MATERIAL FOR THE TASK:
○ ○ ○ ○ ○ ○ ○

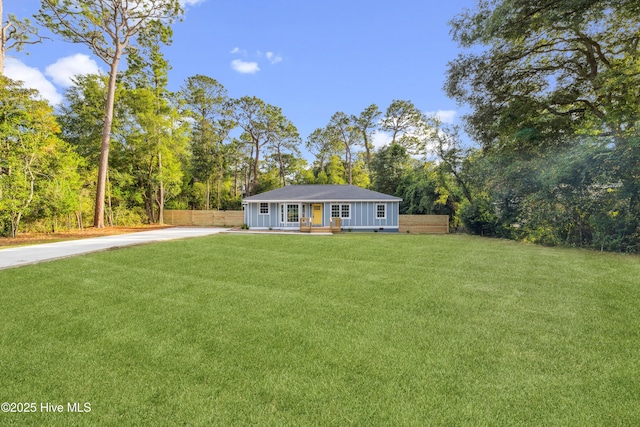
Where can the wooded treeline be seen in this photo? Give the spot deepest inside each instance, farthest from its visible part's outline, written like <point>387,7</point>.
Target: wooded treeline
<point>553,90</point>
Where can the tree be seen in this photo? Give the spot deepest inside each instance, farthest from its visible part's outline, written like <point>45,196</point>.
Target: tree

○ ○ ○ ○ ○ ○ ○

WHAT YOU SHOULD DO: Extract every line of the records above without changing a word, and leave the pictures out of your answer.

WRITTEN RESPONSE:
Where can the wooded treeline be seen in this photo? Give the spot deepest inside each instance, farthest from its visible part's outline, written like <point>387,7</point>.
Target: wooded treeline
<point>553,90</point>
Where can the tree be seen in this photo? Give the spot deepest inside each instance, farthest from its visible part's outline, written like <point>45,196</point>.
Target: tree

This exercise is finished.